- [Study text]:

Removing an Underperforming Flash Disk

A bad flash disk can degrade the performance of other good flash disks. You should remove a bad flash disk. See "Identifying Underperforming Flash Disks".

To remove an underperforming flash drive:

  1. If the flash disk is used for flash cache:

    1. Ensure that data not synchronized with the disk (dirty data) is flushed from flash cache to the grid disks:

      CellCLI> ALTER FLASHCACHE ... FLUSH
      
    2. Disable the flash cache and create a new one. Do not include the bad flash disk when creating the flash cache.

      CellCLI > DROP FLASHCACHE
      CellCLI > CREATE FLASHCACHE CELLDISK='fd1,fd2,fd3,fd4, ...' 
      
  2. If the flash disk is used for grid disks, then direct Oracle ASM to stop using the bad disk immediately:

    SQL> ALTER DISKGROUP diskgroup_name DROP DISK asm_disk_name FORCE 
    

    Offline partners might cause the DROP command with the FORCE option to fail. If the previous command fails, do one of the following:

    • Restore Oracle ASM data redundancy by correcting the other server or disk failures. Then retry the DROP...FORCE command.

    • Direct Oracle ASM to rebalance the data off the bad disk:

      SQL> ALTER DISKGROUP diskgroup_name DROP DISK asm_disk_name  NOFORCE
      
  3. Wait until the Oracle ASM disks associated with the bad flash disk are dropped successfully. The storage server software automatically sends an alert when it is safe to replace the flash disk.

  4. Stop the services:

    CellCLI> ALTER CELL SHUTDOWN SERVICES ALL
    

    The preceding command checks if any disks are offline, in predictive failure status, or must be copied to its mirror. If Oracle ASM redundancy is intact, then the command takes the grid disks offline in Oracle ASM, and stops the services.

    The following error indicates that stopping the services might cause redundancy problems and force a disk group to dismount:

    Stopping the RS, CELLSRV, and MS services...
    The SHUTDOWN of ALL services was not successful.
    CELL-01548: Unable to shut down CELLSRV because disk group DATA, RECO may be
    forced to dismount due to reduced redundancy.

- [Exercise data]:
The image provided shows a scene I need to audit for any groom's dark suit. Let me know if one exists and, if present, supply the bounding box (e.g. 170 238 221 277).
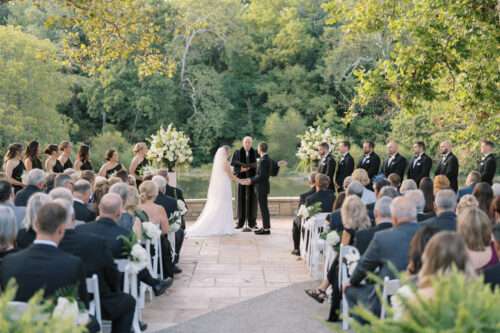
250 154 271 229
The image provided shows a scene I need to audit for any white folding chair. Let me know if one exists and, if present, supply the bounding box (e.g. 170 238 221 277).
380 276 401 319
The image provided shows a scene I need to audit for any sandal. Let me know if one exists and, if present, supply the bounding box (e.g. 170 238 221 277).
305 288 326 304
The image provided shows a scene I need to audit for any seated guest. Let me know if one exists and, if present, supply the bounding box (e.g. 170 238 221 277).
73 179 96 222
345 197 419 316
432 175 451 195
0 180 26 229
399 179 417 194
14 169 45 207
418 177 434 214
305 174 336 213
351 169 377 205
458 171 481 200
472 182 493 217
0 202 88 304
354 197 393 254
484 224 500 288
422 190 457 231
0 206 17 263
292 172 316 256
404 190 434 222
455 194 479 216
16 193 52 249
457 208 498 272
75 193 172 296
54 197 135 333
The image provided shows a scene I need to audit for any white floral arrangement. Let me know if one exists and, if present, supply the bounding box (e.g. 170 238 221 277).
296 127 339 171
147 124 193 171
52 297 89 326
142 222 161 241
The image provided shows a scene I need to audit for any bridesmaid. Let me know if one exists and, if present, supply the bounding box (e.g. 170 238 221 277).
45 145 59 173
3 143 24 193
75 144 93 171
99 149 123 178
24 141 43 171
128 142 149 186
54 141 73 173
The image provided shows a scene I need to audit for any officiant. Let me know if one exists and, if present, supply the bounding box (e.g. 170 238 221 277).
231 136 257 231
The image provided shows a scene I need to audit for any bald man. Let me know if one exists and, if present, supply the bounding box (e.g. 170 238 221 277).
436 141 459 192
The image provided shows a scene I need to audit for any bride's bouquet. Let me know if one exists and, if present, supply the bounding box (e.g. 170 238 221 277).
147 124 193 171
296 127 339 171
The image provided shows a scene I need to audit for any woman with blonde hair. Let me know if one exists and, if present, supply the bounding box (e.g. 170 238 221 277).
457 208 498 272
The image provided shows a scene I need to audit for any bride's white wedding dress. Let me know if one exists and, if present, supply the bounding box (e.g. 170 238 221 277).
186 147 234 237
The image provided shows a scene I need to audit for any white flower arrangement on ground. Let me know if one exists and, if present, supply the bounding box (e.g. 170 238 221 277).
142 222 161 241
147 124 193 171
296 127 339 171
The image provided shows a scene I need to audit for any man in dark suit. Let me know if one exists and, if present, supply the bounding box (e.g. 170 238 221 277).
408 141 432 186
73 179 96 222
76 193 172 296
422 190 457 231
358 141 380 186
354 197 393 255
0 202 88 305
345 197 419 316
305 173 335 213
14 169 45 207
292 172 316 256
382 141 408 180
57 197 135 333
479 140 497 185
335 141 354 192
240 142 272 235
435 141 459 192
484 224 500 288
318 142 337 191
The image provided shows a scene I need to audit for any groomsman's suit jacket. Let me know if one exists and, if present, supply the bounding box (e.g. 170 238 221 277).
358 152 380 181
408 153 432 186
0 244 88 304
436 152 459 192
382 153 407 179
479 154 497 185
318 154 337 190
335 153 354 191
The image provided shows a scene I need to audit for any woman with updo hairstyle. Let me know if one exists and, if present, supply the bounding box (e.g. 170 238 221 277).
99 149 123 178
3 143 25 193
75 144 93 171
139 180 169 234
24 141 43 171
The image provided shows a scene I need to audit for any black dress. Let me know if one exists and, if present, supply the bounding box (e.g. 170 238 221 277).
12 161 25 193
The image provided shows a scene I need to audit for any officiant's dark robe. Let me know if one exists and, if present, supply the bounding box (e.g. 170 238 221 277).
231 148 257 227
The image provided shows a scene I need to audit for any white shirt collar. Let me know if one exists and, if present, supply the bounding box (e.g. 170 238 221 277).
33 239 57 247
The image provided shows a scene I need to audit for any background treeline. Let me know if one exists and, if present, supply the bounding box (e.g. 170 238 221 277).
0 0 500 170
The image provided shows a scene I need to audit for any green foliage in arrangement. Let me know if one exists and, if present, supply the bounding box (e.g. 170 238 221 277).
353 272 500 333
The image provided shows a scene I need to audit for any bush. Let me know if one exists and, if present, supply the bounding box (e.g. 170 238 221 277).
353 272 500 333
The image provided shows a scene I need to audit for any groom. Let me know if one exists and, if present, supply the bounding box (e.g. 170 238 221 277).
240 142 271 235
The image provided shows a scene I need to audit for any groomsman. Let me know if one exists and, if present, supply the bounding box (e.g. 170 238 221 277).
335 141 354 192
479 140 497 185
358 141 380 184
382 140 408 179
408 141 432 186
435 141 459 192
318 142 337 190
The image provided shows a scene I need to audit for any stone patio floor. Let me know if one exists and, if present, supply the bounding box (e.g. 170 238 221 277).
143 218 311 332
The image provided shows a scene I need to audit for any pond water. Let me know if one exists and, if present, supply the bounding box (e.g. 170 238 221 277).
177 170 307 199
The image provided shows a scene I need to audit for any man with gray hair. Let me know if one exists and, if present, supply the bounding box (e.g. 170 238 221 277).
73 179 96 222
422 190 457 231
14 169 45 207
344 197 419 316
354 197 392 254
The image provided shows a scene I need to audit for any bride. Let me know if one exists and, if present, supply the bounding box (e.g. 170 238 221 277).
186 146 236 237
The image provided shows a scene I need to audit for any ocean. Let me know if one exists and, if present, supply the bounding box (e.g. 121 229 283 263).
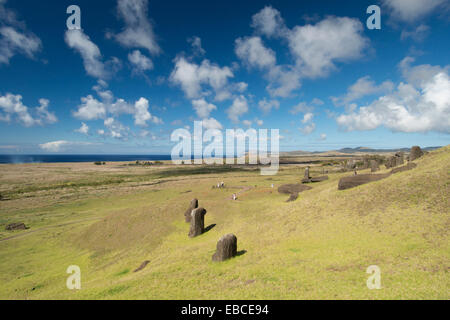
0 154 171 164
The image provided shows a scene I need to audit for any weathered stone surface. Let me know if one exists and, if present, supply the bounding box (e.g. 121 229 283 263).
303 167 310 180
391 162 417 173
338 173 390 190
212 234 237 261
345 159 356 170
385 156 397 169
370 160 380 172
189 208 206 238
6 222 28 231
409 146 423 161
395 152 405 167
302 176 328 183
184 199 198 222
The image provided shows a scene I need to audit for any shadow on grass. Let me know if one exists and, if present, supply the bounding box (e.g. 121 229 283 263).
236 250 247 257
203 224 216 233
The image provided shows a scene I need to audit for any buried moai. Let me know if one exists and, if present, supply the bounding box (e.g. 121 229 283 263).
184 199 198 222
212 234 237 261
189 208 206 238
370 160 380 172
408 146 423 161
304 167 311 180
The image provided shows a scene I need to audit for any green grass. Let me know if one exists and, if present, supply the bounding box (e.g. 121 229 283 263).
0 147 450 299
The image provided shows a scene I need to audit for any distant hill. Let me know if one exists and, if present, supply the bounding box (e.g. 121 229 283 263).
336 147 442 153
280 147 442 157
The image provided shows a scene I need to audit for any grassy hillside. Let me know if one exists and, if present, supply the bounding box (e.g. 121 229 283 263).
0 146 450 299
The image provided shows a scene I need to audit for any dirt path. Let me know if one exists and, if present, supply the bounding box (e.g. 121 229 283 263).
0 218 101 242
227 186 253 200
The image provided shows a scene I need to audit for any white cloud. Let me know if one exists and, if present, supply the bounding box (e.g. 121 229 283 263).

- [Exercise prompt]: Continue the flash disk removal procedure from the end of the CELL-01548 error message.

- [Response]:
    Getting the state of CELLSRV services... running
    Getting the state of MS services... running
    Getting the state of RS services... running
    

    If this error occurs, then restore Oracle ASM disk group redundancy. Retry the command when the status is normal for all disks.

  5. Shut down the server. See "Shutting Down a Storage Server".

  6. Remove the bad flash disk, and replace it with a new flash disk.

  7. Power up the server. The services are started automatically. As part of the server startup, all grid disks are automatically online in Oracle ASM.

  8. Add the new flash disk to flash cache:

    CellCLI> DROP FLASHCACHE
    CellCLI> CREATE FLASHCACHE ALL
    
  9. Verify that all grid disks are online:

    CellCLI> LIST GRIDDISK ATTRIBUTES asmmodestatus
    

    Wait until asmmodestatus shows ONLINE or UNUSED for all grid disks.

The flash disks are added as follows:

  • If the flash disk is used for grid disks, then the grid disks are re-created on the new flash disk.

  • If these grid disks were part of an Oracle ASM disk group and DROP...FORCE was used in Step 2, then they are added back to the disk group and the data is rebalanced on based on disk group redundancy and the ASM_POWER_LIMIT parameter.

  • If DROP...NOFORCE was used in Step 2, then you must manually add the grid disks back to the Oracle ASM disk group.